------ DOCUMENT
Good news from Westminster this week. In the annual budget speech Mr Hammond (not that one, the other one) announced that the personal allowance threshold, which is how much money you can earn before you have to give some to the government, is to be raised by £650 for lower earners and a massive £3650 for those on more sumptuous salaries.
I imagine that all sorts of people will be rubbing their hands with glee at the prospect of all that extra cash floating around, and perhaps none more so than the car firms who make premium-priced SUV's.
Let's take Audi as an example. You can walk into an Audi showroom today and purchase a brand new diesel-powered A3 in full-house S-Line trim for £26,895. Alternatively, they can sell you a Q3 S-Line diesel, which is exactly the same as the A3 except that the ride height has been raised a bit. But because of this Audi can charge £31,355. That's four and a half grand, and budget or no budget, that's a lot of money.
Mad as it seems though, small SUV's like the Q3 have become rampantly popular over the past few years. People like the chunky 'get-out-of-my-way' styling, they like the raised driving position that lets them see over lesser beings in their puny hatchbacks, and they especially like the fact that they can fit all their child and dog paraphernalia in without having to buy a boring-looking estate like the one their Dad used to drive.
Now, there are some, mostly people on the internet who live with their Mothers and can't drive yet, who decry the move towards SUV's. They bleat on about how their Mum's eight year old Astra is more economical, and how it could go around Silverstone 0.0001 seconds quicker than a "stupid SUV that can't even go off-road." "I would NEVER buy one, because I am a REAL PETROLHEAD" they bluster from behind their keyboards.
Meanwhile all the worlds car makers murmur "Cool story bro." whilst pulling the wraps off of another pseudo off-roader.
They're all at it. Audi, Mercedes, Kia, Honda, BMW, Renault and of course Land Rover, who of course only manufacture SUV's. So even though this sort of car is becoming increasingly popular, it was still a bit of a surprise a couple of years ago when Land Rover's sister firm announced an SUV of it's own, the Jaguar F-Pace.
Naturally, the "REAL PETROLHEADS" of the internet were enraged by this. But despite this, the F-Pace turned out to be rather good, and has become a very successful model for Jag. The only problem with it is that with a starting price of nearly thirty-seven grand, it is a bit expensive. And so we arrive at the subject of today's sermon, the new £28,930 E-Pace.
Well, I say it's new. It actually arrived in showrooms at the beginning of this year, but I'm afraid I was busy then. So erm, here it is, and from the front at least, it's certainly a looker.
------------
------ INFORMATION PROVIDED
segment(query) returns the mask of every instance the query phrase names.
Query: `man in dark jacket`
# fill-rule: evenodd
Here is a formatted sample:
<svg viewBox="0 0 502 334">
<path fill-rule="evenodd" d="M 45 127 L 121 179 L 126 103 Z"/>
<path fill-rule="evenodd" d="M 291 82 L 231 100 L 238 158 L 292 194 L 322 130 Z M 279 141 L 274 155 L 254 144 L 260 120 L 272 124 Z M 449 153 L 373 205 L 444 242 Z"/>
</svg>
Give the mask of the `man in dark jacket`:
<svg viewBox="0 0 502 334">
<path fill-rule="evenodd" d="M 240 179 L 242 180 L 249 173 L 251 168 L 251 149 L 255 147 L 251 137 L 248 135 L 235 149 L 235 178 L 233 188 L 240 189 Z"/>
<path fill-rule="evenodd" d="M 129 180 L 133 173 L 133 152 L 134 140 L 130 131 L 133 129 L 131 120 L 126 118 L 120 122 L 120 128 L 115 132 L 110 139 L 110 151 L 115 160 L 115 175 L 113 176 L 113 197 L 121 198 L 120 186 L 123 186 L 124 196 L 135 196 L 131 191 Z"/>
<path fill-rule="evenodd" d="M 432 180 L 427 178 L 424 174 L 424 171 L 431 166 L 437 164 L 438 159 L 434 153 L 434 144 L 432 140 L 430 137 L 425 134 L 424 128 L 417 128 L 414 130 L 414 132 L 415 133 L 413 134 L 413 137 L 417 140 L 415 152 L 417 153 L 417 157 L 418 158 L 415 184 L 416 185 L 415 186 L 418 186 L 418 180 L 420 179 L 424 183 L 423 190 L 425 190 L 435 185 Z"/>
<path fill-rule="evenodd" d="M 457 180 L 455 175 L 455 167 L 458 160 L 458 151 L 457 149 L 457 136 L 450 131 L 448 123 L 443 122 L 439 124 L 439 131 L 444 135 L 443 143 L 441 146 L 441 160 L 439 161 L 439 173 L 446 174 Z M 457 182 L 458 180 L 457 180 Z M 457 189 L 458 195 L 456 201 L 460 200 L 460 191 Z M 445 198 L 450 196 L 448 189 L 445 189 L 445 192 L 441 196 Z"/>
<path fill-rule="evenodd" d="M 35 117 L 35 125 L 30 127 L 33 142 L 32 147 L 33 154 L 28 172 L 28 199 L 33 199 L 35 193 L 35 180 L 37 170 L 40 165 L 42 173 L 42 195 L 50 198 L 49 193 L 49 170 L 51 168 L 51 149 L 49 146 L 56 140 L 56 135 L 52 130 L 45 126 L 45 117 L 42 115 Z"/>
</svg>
------------
REQUIRED TASK 1
Translate the sentence "Let's take Audi as an example." from the car review into French.
REQUIRED TASK 2
Reproduce word for word the part of the car review that opens with the words containing "Mad as it seems" and closes with "used to drive.".
This listing has no connection to the car review.

WRITTEN SOLUTION 1
Prenons Audi comme exemple.

WRITTEN SOLUTION 2
Mad as it seems though, small SUV's like the Q3 have become rampantly popular over the past few years. People like the chunky 'get-out-of-my-way' styling, they like the raised driving position that lets them see over lesser beings in their puny hatchbacks, and they especially like the fact that they can fit all their child and dog paraphernalia in without having to buy a boring-looking estate like the one their Dad used to drive.